Star wipe to Casablanca, Morocco. John has somehow gotten there in about 7 hours, so that lifeboat must have had a rocket shoved up its tailpipe. He gets off the boat, and heads down an alley, pursued by three men. He fights them to a standstill, and a fourth man appears telling the three men to knock the grabass off, because the Manager of the Casablanca branch of the Continental (The Intercontinental?) has extended an Amnesty to John until further notice. One fella doesn’t like that and tries to have a go at John again, only for the fourth man to shoot him dead for his troubles. The fourth man sees him in to the manager and bids him luck.
The manager ends up being Halle Berry, and her and John apparently have a bit of history. Her two dogs first come in, growling and carrying on in a manner that pretty much demonstrates their distaste for John. Halle saunters in, and the reception doesn’t get much warmer. She shoots him and then compliments him on his bulletproof suit (Side note: while this suit could probably stop a pistol round, it would still HURT. I mean, broken ribs and other bones aside, ballistic pressure waves are absolutely a thing). Her preferred weapon appears to be a SIG P365 with a threaded barrel.
John pulls out the Marker he took from his hidey-hole book, and I guess it’s a Marker John holds on Sophia. He tells her he’s cashing it in and wants her to take him to her old boss, Berrada. She’s unhappy with that request, and John repeats that HE’S GOT A MARKER, BAHGAWD. John offers to tell Halle where her daughter lives, and she tells him she’s cut her daughter out of her life for her daughter’s own good, and to keep his trap shut because sometimes you have to kill what you love. John reiterates that they’ll be even, and Halle counters that John will owe her, like, SO MUCH.
Sinead goes to Chinatown, back in NYC, and visits Jimmy Lee from the Double Dragon movie, who is a sushi chef and also apparently a head assassin teacher guy (gotta wonder which job is his side-hustle out of the two). Jimmy offers Sinead some fugu, a poisonous fish. She starts the regaling of the Legend of John Wick to Jimmy, and he stops her, and says he’ll take the job of killing him, saying that he has served, and will be of service (apparently the tagline of this film, since it’s the third or fourth time we’ve heard it).
Jimmy takes a bunch of his students to the ballet theatre, and just straight mercs everybody. The last person standing is Anjelica Huston, and Sinead appears and makes Anjelica repledge her fealty, after the betrayal of giving John passage out of the city whilst he was excommunicado. As a sign of this fealty, Anjelica lets Jimmy stab her through both hands. That’s apparently the end of it.
Meanwhile, Halle is kitting up for John’s ‘conversation’ with her old boss. John tells her to chill, he just wants to talk, and Halle tells him that John NEVER ‘just talks.’ One piece of her kit is a gun hidden in one of her dog’s bulletproof vests.

Data taken from a collection
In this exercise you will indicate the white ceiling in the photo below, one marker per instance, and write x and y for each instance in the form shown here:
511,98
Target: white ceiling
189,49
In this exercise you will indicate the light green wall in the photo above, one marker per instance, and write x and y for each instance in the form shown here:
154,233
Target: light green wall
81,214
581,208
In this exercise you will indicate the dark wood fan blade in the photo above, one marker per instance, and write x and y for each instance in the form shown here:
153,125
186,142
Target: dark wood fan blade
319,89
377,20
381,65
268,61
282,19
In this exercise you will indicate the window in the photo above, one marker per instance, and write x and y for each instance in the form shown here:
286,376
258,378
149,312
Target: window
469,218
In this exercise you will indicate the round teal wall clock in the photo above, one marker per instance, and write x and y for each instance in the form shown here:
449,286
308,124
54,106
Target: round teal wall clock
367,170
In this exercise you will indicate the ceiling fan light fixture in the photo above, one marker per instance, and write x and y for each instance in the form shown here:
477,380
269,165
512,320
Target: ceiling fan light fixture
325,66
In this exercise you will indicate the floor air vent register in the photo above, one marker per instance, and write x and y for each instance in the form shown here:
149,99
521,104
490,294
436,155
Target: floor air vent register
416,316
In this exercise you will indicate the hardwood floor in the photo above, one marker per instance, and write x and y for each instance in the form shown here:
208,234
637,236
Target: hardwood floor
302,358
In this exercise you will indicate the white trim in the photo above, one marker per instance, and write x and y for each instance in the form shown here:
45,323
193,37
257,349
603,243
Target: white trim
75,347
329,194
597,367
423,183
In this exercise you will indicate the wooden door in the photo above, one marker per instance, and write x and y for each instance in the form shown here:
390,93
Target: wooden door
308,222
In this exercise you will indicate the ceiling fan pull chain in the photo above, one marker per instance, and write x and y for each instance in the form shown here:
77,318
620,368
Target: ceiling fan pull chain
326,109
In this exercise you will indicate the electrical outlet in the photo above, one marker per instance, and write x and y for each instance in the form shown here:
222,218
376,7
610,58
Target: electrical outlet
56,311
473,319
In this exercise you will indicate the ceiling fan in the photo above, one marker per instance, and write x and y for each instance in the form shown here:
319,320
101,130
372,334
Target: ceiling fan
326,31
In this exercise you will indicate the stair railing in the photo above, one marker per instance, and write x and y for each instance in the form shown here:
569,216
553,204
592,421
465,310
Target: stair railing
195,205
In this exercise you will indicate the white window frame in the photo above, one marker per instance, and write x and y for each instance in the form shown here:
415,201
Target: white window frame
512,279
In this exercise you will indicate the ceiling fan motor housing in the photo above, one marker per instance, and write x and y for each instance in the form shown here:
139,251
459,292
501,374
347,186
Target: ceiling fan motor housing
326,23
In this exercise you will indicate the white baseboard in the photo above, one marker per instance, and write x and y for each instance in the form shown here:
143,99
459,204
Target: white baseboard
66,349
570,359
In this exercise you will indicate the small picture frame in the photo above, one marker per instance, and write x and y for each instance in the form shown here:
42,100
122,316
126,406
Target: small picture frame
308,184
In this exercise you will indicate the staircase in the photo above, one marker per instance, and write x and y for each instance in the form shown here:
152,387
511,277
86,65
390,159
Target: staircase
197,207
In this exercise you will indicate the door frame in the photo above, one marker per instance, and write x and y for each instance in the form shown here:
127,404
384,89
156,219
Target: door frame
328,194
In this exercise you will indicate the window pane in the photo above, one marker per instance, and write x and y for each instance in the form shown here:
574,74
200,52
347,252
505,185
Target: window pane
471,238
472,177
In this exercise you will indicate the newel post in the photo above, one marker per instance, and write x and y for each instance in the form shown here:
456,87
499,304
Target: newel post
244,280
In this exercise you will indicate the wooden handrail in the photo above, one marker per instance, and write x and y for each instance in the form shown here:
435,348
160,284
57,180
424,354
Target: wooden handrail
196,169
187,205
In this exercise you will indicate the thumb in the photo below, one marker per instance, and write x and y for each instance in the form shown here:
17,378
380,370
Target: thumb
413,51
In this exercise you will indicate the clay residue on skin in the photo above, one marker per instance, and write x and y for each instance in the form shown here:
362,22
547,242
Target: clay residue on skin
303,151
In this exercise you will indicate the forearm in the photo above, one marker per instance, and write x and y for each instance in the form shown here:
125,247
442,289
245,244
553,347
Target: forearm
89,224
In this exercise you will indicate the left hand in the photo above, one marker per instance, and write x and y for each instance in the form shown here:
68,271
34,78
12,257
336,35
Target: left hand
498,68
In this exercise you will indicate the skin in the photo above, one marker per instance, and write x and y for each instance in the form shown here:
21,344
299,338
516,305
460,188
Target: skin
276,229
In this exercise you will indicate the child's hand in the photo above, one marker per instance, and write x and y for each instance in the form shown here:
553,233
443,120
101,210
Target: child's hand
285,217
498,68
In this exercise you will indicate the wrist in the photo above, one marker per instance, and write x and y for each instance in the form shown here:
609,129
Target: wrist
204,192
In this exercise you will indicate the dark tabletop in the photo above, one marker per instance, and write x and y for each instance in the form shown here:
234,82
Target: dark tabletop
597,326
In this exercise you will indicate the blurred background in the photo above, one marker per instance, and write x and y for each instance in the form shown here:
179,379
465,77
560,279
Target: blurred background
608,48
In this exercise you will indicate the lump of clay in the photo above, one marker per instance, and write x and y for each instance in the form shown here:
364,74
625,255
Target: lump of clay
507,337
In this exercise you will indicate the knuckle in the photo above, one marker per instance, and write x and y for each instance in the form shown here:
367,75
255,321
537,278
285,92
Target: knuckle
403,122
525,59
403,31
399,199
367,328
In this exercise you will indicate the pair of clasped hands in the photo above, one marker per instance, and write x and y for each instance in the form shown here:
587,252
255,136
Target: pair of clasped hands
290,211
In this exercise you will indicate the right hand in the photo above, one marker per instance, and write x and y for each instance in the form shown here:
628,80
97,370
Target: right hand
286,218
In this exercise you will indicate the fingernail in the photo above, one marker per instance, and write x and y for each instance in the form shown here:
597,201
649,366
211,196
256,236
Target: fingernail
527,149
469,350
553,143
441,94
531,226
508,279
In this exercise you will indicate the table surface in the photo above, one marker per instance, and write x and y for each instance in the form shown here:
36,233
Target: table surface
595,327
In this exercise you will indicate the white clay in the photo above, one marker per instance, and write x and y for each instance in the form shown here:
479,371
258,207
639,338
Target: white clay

_Goal 1_:
According to the movie recap, what is Halle Berry's preferred weapon?
_Goal 2_:
Copy the part of the movie recap starting with "The manager ends" and going on through "a threaded barrel.", changing "dogs" to "hounds".
These records come from a separate source.

_Task result 1_:
A SIG P365 with a threaded barrel.

_Task result 2_:
The manager ends up being Halle Berry, and her and John apparently have a bit of history. Her two hounds first come in, growling and carrying on in a manner that pretty much demonstrates their distaste for John. Halle saunters in, and the reception doesn’t get much warmer. She shoots him and then compliments him on his bulletproof suit (Side note: while this suit could probably stop a pistol round, it would still HURT. I mean, broken ribs and other bones aside, ballistic pressure waves are absolutely a thing). Her preferred weapon appears to be a SIG P365 with a threaded barrel.